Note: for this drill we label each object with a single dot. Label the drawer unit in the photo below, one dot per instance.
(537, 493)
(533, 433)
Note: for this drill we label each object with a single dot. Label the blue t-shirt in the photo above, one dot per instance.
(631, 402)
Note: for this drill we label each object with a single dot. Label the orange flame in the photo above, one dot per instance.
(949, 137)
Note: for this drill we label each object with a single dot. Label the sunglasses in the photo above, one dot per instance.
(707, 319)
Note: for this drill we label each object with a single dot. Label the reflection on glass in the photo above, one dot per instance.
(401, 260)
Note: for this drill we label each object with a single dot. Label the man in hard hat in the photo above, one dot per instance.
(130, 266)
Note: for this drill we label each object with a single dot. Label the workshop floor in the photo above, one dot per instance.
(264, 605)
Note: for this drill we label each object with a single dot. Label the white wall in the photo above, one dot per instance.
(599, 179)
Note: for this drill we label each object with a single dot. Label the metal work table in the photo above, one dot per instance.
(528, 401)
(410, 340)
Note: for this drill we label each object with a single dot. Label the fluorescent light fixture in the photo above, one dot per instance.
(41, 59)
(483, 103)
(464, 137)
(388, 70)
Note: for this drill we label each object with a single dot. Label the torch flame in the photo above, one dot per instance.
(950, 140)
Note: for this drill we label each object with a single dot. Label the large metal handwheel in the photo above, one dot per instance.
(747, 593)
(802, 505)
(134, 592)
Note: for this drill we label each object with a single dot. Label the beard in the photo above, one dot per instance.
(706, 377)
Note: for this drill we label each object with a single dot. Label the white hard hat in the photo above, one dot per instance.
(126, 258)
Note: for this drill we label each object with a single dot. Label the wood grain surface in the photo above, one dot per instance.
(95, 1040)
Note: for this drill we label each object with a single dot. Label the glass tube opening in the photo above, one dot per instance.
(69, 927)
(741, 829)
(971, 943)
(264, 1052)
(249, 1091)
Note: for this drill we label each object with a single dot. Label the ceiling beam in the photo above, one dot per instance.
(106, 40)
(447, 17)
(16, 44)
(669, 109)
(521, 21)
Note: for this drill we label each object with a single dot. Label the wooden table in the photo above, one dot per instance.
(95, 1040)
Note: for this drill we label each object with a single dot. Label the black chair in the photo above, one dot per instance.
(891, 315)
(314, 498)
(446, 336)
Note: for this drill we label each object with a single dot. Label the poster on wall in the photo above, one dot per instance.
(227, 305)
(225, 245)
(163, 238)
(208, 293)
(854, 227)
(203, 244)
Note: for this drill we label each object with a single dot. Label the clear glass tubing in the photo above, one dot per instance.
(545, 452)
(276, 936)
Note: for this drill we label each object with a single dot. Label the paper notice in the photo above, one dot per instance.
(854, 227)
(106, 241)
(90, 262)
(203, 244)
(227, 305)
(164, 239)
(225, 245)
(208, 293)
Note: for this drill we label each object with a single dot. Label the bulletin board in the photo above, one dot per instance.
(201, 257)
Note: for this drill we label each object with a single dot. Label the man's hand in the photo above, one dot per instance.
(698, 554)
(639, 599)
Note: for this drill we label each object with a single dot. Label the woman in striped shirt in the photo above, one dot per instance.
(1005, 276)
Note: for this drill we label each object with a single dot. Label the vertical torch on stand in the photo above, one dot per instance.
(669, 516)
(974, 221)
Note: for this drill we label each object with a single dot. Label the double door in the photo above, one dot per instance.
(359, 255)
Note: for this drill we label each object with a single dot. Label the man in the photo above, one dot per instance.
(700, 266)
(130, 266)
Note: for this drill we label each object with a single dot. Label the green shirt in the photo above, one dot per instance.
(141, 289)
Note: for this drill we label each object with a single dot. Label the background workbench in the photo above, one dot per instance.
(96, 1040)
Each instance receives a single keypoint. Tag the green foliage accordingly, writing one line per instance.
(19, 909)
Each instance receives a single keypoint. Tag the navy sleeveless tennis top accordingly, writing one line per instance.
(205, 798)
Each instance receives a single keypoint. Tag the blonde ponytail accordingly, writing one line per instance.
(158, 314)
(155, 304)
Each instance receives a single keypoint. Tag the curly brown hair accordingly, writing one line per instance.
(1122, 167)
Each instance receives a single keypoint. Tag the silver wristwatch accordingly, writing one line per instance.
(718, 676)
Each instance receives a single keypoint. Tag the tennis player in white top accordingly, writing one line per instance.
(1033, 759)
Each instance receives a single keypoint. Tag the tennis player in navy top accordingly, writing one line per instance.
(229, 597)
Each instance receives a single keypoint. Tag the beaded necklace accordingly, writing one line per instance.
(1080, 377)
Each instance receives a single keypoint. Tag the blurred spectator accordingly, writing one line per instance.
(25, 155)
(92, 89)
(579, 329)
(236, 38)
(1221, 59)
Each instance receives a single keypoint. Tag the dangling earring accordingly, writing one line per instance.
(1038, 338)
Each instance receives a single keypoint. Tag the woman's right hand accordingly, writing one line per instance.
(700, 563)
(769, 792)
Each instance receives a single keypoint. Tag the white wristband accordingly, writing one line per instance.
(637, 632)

::::::

◆ **EXERCISE DESCRIPTION**:
Set down the entries above once more, verbatim.

◆ **THE COMPLETED TASK**:
Note: for this drill we label each object with a single dot. Label the drawer unit in the photo below, one dot per instance.
(537, 493)
(533, 433)
Note: for this drill we label each object with a single dot. Label the blue t-shirt in the photo above, one dot per instance.
(631, 402)
Note: for this drill we label each object with a single dot. Label the orange flame in the photo above, one dot per instance.
(949, 137)
Note: for this drill we label each object with a single dot. Label the sunglasses in the photo above, one dot per instance.
(707, 319)
Note: for this drill we label each object with a single dot. Label the reflection on glass in the photo above, one dot per instance.
(401, 260)
Note: for this drill we label each object with a single dot. Label the man in hard hat in the photo above, one dot per instance.
(130, 266)
Note: for this drill we label each object with a single dot. Label the workshop floor in the photo above, one dot per instance.
(264, 605)
Note: for this drill we label each object with a single dot. Label the white wall in the photo above, one dot per instance.
(599, 179)
Note: for this drill we label each object with a single dot. Label the metal work table in the photo above, one dot per instance.
(528, 401)
(410, 340)
Note: for this drill we label each object with a single dot. Label the fluorescent light fixture in the photo above, one dot per instance.
(41, 59)
(483, 103)
(464, 137)
(388, 70)
Note: for this drill we label each object with a single dot. Label the torch flame in the photo above, one dot per instance.
(950, 140)
Note: for this drill we label each object with a single dot. Label the large metal handwheel in the photo above, one dot per instance.
(747, 593)
(802, 505)
(134, 592)
Note: for this drill we label each object with a single dot. Label the beard in the photo above, one dot per instance.
(706, 377)
Note: for this drill we label each object with a single dot. Label the white hard hat in the photo above, one dot per instance.
(126, 258)
Note: for this drill we label each object with a single dot. Label the wood grain surface in the photo above, one dot per instance.
(95, 1040)
Note: for this drill we label each object with a single dot. Label the glass tube opening in the photo above, one dot per instance.
(69, 927)
(741, 829)
(971, 943)
(264, 1052)
(249, 1091)
Note: for this drill we label each object with a single dot. Label the ceiling beam in the photo above, one dot per instance.
(106, 40)
(447, 17)
(16, 44)
(669, 109)
(521, 21)
Note: for this drill we label each object with a single dot. Label the wooden table in the photo above, one dot per instance.
(95, 1040)
Note: for this drill we label each object with a single dot. Label the black chair in the photo above, one dot per instance.
(891, 315)
(314, 498)
(446, 336)
Note: for this drill we label each object with a single dot. Label the poster on wall in the photo above, one dot per instance.
(227, 305)
(225, 245)
(163, 238)
(208, 293)
(854, 227)
(203, 244)
Note: for this drill we label each object with a single dot. Label the clear glass tubing in the photo above, one dot per instance.
(545, 452)
(276, 936)
Note: for this drill we label each object with a single dot. Label the paper notice in the photo above, one dot per instance.
(854, 227)
(106, 241)
(90, 262)
(203, 244)
(227, 305)
(164, 239)
(225, 245)
(208, 293)
Note: for this drill we label each object with a single dot. Label the bulletin board in the photo above, one dot per instance.
(201, 257)
Note: for this drill we label each object with a single dot. Label the man's hand in the photo above, one dot per instance.
(698, 554)
(639, 599)
Note: for this drill we label each object with a single dot. Label the woman in striped shirt in the photo above, one dot per instance.
(1005, 276)
Note: for this drill we label each object with a single dot. Label the vertical torch on stand in the photo above, one dot per instance.
(669, 516)
(974, 221)
Note: for this drill we label each object with a single dot. Label the double door in the photo above, one dot per instance.
(359, 255)
Note: for this drill we label each object with a single dot. Label the man in the photo above, one dot per instance.
(700, 266)
(130, 266)
Note: for this drill we label each object with a single dot. Label the green shirt in the photo above, one dot per instance.
(141, 289)
Note: for this drill we label each object with a single dot. Label the background workbench in the photo above, one dot per instance.
(96, 1040)
Each instance receives a single keypoint. Tag the green foliage accordingly, writing one line per instance.
(19, 909)
Each instance receives a single keypoint. Tag the navy sleeveless tennis top accordingly, writing one line per instance.
(205, 798)
Each instance receives a single keypoint. Tag the blonde ponytail accordingly, writing one line per instance.
(158, 314)
(155, 304)
Each instance receives a single keypoint. Tag the curly brown hair accordingly, writing one line per instance.
(1122, 167)
Each instance receives a single keypoint. Tag the silver wristwatch accordingly, writing one line per instance.
(718, 676)
Each instance receives a single keypoint. Tag the tennis player in white top accordingly, writing one line per instance.
(1033, 759)
Each instance receives a single keypoint. Tag the tennis player in navy top accordingly, writing one line per instance.
(229, 597)
Each instance receives a single keypoint. Tag the beaded necklace accordingly, writing one line per instance.
(1080, 377)
Each instance receives a single keypoint. Tag the blurred spectator accordingly, writing one line per instance.
(25, 155)
(92, 89)
(579, 329)
(236, 38)
(1221, 59)
Each instance receives a single keypoint. Tag the dangling earring accordingly, writing one line per instance.
(1038, 338)
Each instance receives a single keypoint. Tag the woman's right hand accordingly, writing one line per instance.
(700, 563)
(769, 792)
Each instance receives a single keypoint. Tag the white wristband accordingly, writing one line per instance.
(637, 632)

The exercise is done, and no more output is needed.